-- Ejercicio escrito 1 --
Resume el fragmento citado en dos oraciones.
-- Ejercicio escrito 2 --
Contesta las siguientes preguntas sobre el fragmento citado y marca cada respuesta con la letra correspondiente.
(a) ¿Qué dos países comenzaron su lucha por el liderazgo regional cuando el imperio se derrumbó?
(b) ¿Por qué regañan los políticos occidentales a los chinos?
(c) ¿Entre qué dos ciudades se extiende la memoria del imperialismo europeo como factor político vivo?

En cuanto al panasianismo, más o menos le fue asestado un golpe mortal
una vez que los japoneses lo convirtieron en una excusa para su propia versión
del imperialismo.
Mishra alaba el movimiento de países no alineados y, como
esfuerzo de los países en desarrollo opuestos a la guerra fría, fue
impresionante. Pero no fue el inicio de un tipo de movimiento anticolonial
solidario. En el momento en que el imperio se derrumbó, India y China
comenzaron su lucha por el liderazgo regional, aprovechando la derrota de
Japón. La Asia de hoy carece sorprendentemente de un impulso serio hacia la
integración política. Al final, fue la Turquía de Atatürk -al forjar una
orgullosa independencia como Estado nacional- la que resultó ser el modelo más
potente.
Sin embargo, hay una verdad más profunda en el libro de
Mishra que también sigue siendo pertinente. Vivimos en una época en que la
llamada comunidad internacional, impulsada por las preocupaciones éticas de
Occidente, ya no respeta la inviolabilidad de la soberanía del Estado o la
inviolabilidad de las fronteras, e interviene por razones humanitarias con
mayor facilidad que en cualquier otro momento del siglo pasado. Los políticos
occidentales sermonean a los turcos por el reconocimiento del genocidio, y
regañan a los chinos por sus abusos contra los derechos humanos. Tal vez este
libro les ayudará a complementar su sentido de la justicia moral con un poco de
comprensión histórica. La memoria del imperialismo europeo sigue siendo un
factor político vivo en todas partes, desde Casablanca a Yakarta, y si uno está
hablando de energía nuclear con Teherán o del futuro del renminbi con los
chinos, la diplomacia contemporánea errará si no lo toma en cuenta. Por
supuesto, como indica el ejemplo de Robert Mugabe, las élites del mundo en
desarrollo pueden tener sus propias y muy egoístas razones para insistir en los
males del imperio; sin embargo, esa retórica resuena. A nadie le gusta que le
digan qué hacer, y el imperio era sobre todo eso. Como registro de lo que
algunos de los comentaristas más perspicaces pensaban de los valores y las
pretensiones occidentales, From the Ruins of Empire conserva la
facultad de instruir e incluso de sacudirnos. Nos proporciona una visión
interesante del vasto y aún inexplorado terreno de gran parte del pensamiento
anticolonial, el que dio forma a gran parte del mundo posoccidental en el que
vivimos ahora.

-- Datos almacenados --
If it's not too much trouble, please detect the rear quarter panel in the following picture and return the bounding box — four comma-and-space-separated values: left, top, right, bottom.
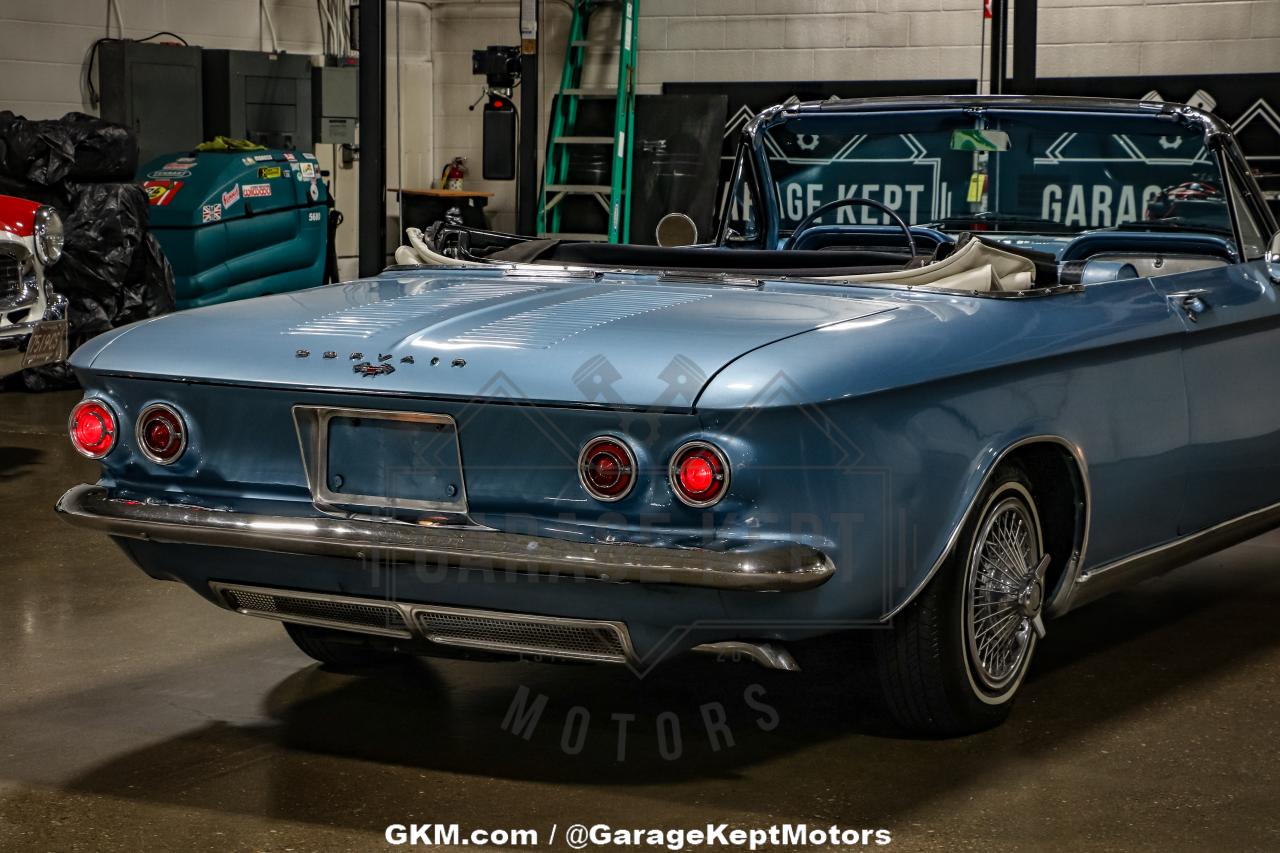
696, 279, 1188, 616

-- Respuesta desarrollada 1 --
El fragmento citado afirma que el panasianismo recibió un golpe casi mortal cuando los japoneses lo convirtieron en excusa para su propio imperialismo, y que el movimiento de países no alineados no inició un movimiento anticolonial solidario, pues India y China se disputaron el liderazgo regional y el modelo más potente resultó ser la Turquía de Atatürk. Aun así, sostiene que el libro de Mishra encierra una verdad pertinente: la memoria del imperialismo europeo sigue siendo un factor político vivo que la diplomacia contemporánea debe tomar en cuenta.

-- Respuesta desarrollada 2 --
(a) India y China.
(b) Por sus abusos contra los derechos humanos.
(c) Desde Casablanca hasta Yakarta.